== Text passage ==

Re: approval

Karl Groves wrote:
> On Mon, Feb 20, 2012 at 5:02 PM, David Woolley
> <forums@david-woolley.me.uk> wrote:
> 
>> To find out if it is actually accessible, you need to find people with lots
>> of different disabilities and perform a usability survey on them, allowing
>> them to use their own browsers and any assistive technology that they use.
> 
> Do you do this?  Really?
> 
> With all due respect, this is exactly the type of attitude that
> perpetuates the impression that accessibility is nebulous, expensive,
> and difficult.
> 
The OP seemed to be looking for a no effort solution which gave a 
definitive yes/no answer.  Of course it is impractible to truly measure 
accessibility in most real world cases, but it is also important to 
realise that the checklist is not measuring accessibility but is just 
providing rules that, if applied with intelligence, rather than just 
mechanically, are likely to produce something accessible to a relatively 
large number of people.

You get something similar with fire risk assessments.  If you go to a 
cheap consultant, you will get a series of photographs of risks and 
boiler plate text about them, which will have produced by mechanical 
operation of a check list.  If you pay a bit more, you will get a more 
narrative report, that considers your individual circumstances, and 
makes compromises by considering mitigating factors and the impact of 
different approaches.  The second report may actually be cheaper, 
because it may exclude improvement work that has little real benefit, 
and it provides a solution that can actually be made to work with the 
people involved.

===
== Record excerpts ==

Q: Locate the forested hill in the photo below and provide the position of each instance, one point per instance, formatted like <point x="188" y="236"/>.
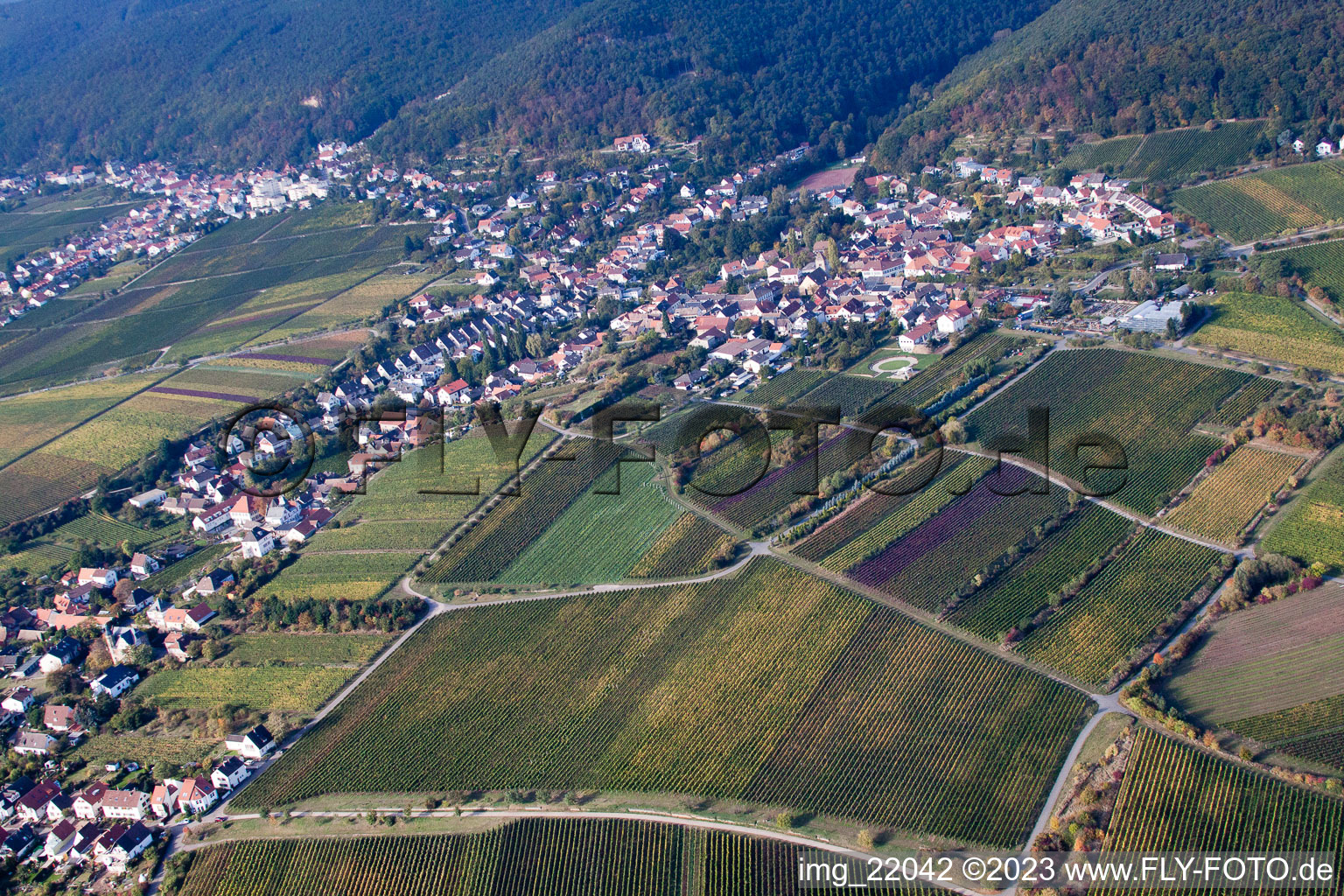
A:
<point x="1151" y="63"/>
<point x="226" y="80"/>
<point x="750" y="75"/>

===

### Exercises
1. Repeat a portion of the email reply on accessibility word for word, starting at the words that contain "Re: approval" and stopping after "that they use.".
2. Answer these questions from the email reply on accessibility:
(a) According to David Woolley, what should the people in the usability survey be allowed to use?
(b) According to Karl Groves, what impression does the attitude he criticizes perpetuate?
(c) What does a cheap fire risk consultant deliver?
3. In the email reply on accessibility, list every adjective Karl Groves uses to describe how the impression presents accessibility.
The items play no part in any of this.

### Results by task
1.
Re: approval

Karl Groves wrote:
> On Mon, Feb 20, 2012 at 5:02 PM, David Woolley
> <forums@david-woolley.me.uk> wrote:
> 
>> To find out if it is actually accessible, you need to find people with lots
>> of different disabilities and perform a usability survey on them, allowing
>> them to use their own browsers and any assistive technology that they use.

2.
(a) Their own browsers and any assistive technology that they use.
(b) The impression that accessibility is nebulous, expensive, and difficult.
(c) A series of photographs of risks and boiler plate text about them.

3. nebulous, expensive, difficult